> **What to produce**
Copy out each of the entries below line for line, with no changes.

»»

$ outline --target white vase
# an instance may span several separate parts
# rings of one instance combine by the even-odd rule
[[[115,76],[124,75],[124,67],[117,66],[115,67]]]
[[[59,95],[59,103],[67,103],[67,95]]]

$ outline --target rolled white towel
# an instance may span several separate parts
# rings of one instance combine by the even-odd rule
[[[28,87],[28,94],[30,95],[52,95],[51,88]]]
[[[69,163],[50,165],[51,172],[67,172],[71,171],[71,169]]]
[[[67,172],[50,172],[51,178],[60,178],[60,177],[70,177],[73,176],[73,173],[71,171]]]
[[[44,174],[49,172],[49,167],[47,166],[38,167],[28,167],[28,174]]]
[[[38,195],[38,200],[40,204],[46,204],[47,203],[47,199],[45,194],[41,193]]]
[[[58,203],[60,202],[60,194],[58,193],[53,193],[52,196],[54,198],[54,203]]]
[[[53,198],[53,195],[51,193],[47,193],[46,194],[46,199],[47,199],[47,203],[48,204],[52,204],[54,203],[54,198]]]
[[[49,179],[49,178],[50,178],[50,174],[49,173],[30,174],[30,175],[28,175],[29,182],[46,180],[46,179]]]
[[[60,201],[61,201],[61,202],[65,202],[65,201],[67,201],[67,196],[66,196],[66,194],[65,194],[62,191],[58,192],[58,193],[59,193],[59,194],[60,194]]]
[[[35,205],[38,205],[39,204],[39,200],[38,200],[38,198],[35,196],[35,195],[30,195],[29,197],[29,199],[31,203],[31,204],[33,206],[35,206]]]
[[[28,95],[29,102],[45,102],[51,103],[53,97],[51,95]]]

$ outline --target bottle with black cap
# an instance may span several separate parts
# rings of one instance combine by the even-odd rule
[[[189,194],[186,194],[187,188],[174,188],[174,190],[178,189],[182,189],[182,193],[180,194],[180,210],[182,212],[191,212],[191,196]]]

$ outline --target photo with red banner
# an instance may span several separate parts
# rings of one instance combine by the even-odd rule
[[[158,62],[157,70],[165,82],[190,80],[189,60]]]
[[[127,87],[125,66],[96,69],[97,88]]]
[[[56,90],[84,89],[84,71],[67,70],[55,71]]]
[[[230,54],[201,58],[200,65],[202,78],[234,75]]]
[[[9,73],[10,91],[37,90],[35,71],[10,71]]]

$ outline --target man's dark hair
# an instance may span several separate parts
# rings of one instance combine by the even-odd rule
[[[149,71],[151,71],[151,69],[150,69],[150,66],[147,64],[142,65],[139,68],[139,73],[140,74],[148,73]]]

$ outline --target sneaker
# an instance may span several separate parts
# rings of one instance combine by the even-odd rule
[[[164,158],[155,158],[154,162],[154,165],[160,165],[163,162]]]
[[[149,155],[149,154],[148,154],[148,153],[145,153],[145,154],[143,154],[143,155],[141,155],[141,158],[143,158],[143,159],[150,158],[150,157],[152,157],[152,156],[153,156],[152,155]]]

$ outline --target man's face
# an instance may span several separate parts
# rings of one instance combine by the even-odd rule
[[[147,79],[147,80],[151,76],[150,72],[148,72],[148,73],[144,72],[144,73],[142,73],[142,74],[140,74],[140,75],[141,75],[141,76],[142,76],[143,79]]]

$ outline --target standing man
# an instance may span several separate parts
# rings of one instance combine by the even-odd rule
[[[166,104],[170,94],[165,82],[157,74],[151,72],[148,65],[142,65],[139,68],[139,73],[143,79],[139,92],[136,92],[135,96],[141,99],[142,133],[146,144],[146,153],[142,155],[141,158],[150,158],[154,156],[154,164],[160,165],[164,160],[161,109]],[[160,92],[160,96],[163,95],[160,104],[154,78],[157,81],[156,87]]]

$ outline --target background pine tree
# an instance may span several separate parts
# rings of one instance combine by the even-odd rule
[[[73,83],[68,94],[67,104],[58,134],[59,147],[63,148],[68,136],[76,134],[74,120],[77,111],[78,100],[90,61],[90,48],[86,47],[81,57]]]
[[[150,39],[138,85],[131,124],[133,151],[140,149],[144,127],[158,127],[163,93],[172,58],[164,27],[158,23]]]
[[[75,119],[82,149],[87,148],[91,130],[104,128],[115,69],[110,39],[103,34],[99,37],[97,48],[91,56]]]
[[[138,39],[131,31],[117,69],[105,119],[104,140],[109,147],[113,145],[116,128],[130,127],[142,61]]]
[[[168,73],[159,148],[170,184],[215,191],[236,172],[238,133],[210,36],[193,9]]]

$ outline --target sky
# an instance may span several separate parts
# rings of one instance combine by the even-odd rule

««

> **Result of the task**
$ outline --target white vase
# an instance may span several separate parts
# rings of one instance combine by the even-odd rule
[[[115,76],[124,75],[124,67],[117,66],[115,67]]]
[[[59,95],[59,103],[67,103],[67,95]]]

$ outline --target rolled white towel
# an instance may span several separate parts
# rings of one instance combine by the even-odd rule
[[[28,87],[28,94],[30,95],[52,95],[51,88]]]
[[[69,163],[50,165],[51,172],[67,172],[71,171],[71,169]]]
[[[67,172],[50,172],[51,178],[60,178],[60,177],[70,177],[73,176],[73,173],[71,171]]]
[[[44,174],[49,172],[49,167],[47,166],[38,167],[28,167],[28,174]]]
[[[38,195],[38,200],[40,204],[46,204],[47,203],[47,199],[45,194],[41,193]]]
[[[58,203],[60,202],[60,194],[58,193],[53,193],[52,196],[54,198],[54,203]]]
[[[53,198],[53,195],[51,193],[47,193],[46,194],[46,199],[47,199],[47,203],[48,204],[52,204],[54,203],[54,198]]]
[[[49,179],[49,178],[50,178],[50,174],[49,173],[30,174],[30,175],[28,175],[29,182],[46,180],[46,179]]]
[[[60,201],[61,201],[61,202],[65,202],[65,201],[67,201],[67,196],[66,196],[66,194],[65,194],[62,191],[58,192],[58,193],[59,193],[59,194],[60,194]]]
[[[35,205],[38,205],[39,204],[39,200],[38,200],[38,198],[35,196],[35,195],[30,195],[29,197],[29,199],[31,203],[31,204],[33,206],[35,206]]]
[[[28,95],[29,102],[45,102],[51,103],[53,97],[51,95]]]

$ outline --target bottle with black cap
# an instance may span several separate parts
# rings of one instance combine by the even-odd rule
[[[189,194],[186,194],[187,188],[174,188],[174,190],[178,189],[182,189],[182,193],[180,194],[180,210],[182,212],[191,212],[191,196]]]

$ outline --target photo with red banner
# an instance may span several separate parts
# rings of one instance combine by the even-odd rule
[[[158,62],[157,70],[165,82],[190,80],[189,60]]]
[[[127,87],[125,66],[96,69],[97,88]]]
[[[56,90],[84,89],[84,71],[67,70],[55,71]]]
[[[230,54],[201,58],[200,65],[202,78],[234,75]]]
[[[9,73],[10,91],[37,90],[35,71],[10,71]]]

$ outline --target man's dark hair
# an instance may span several separate parts
# rings of one instance combine by the even-odd rule
[[[149,71],[151,71],[151,69],[150,69],[150,66],[147,64],[142,65],[139,68],[139,73],[140,74],[148,73]]]

$ outline --target sneaker
# an instance may span several separate parts
# rings of one instance combine by the even-odd rule
[[[164,158],[155,158],[154,162],[154,165],[160,165],[163,162]]]
[[[149,155],[149,154],[148,154],[148,153],[145,153],[145,154],[143,154],[143,155],[141,155],[141,158],[143,158],[143,159],[150,158],[150,157],[152,157],[152,156],[153,156],[152,155]]]

$ outline --target man's face
# an instance may span several separate parts
# rings of one instance combine by the even-odd rule
[[[147,79],[147,80],[151,76],[150,72],[148,72],[148,73],[144,72],[144,73],[142,73],[142,74],[140,74],[140,75],[141,75],[141,76],[142,76],[143,79]]]

$ outline --target standing man
# an instance may span several separate parts
# rings of one instance combine by the even-odd rule
[[[166,104],[170,94],[165,82],[157,74],[151,72],[148,65],[142,65],[139,68],[139,73],[143,79],[139,92],[136,92],[135,96],[141,99],[142,133],[146,144],[146,153],[142,155],[141,158],[150,158],[154,156],[154,164],[160,165],[164,160],[161,109]],[[160,92],[160,96],[163,95],[160,104],[154,78],[157,81],[156,87]]]

$ outline --target background pine tree
# an instance may span several separate parts
# rings of one instance combine by the even-odd rule
[[[73,83],[68,94],[67,104],[58,134],[59,147],[63,148],[68,136],[76,134],[74,120],[77,111],[78,100],[90,61],[90,48],[86,47],[81,57]]]
[[[150,39],[138,85],[131,124],[133,151],[140,149],[144,127],[158,127],[163,93],[172,58],[164,27],[158,23]]]
[[[75,119],[82,149],[87,148],[91,130],[104,128],[115,69],[110,39],[103,34],[99,37],[97,48],[91,56]]]
[[[138,39],[131,31],[117,69],[105,119],[104,140],[109,147],[113,145],[116,128],[130,127],[142,61]]]
[[[168,73],[159,148],[170,184],[215,191],[236,172],[238,133],[210,36],[193,9]]]

$ outline --target sky
# an instance may span several separate parts
# rings of one instance combine by the even-odd rule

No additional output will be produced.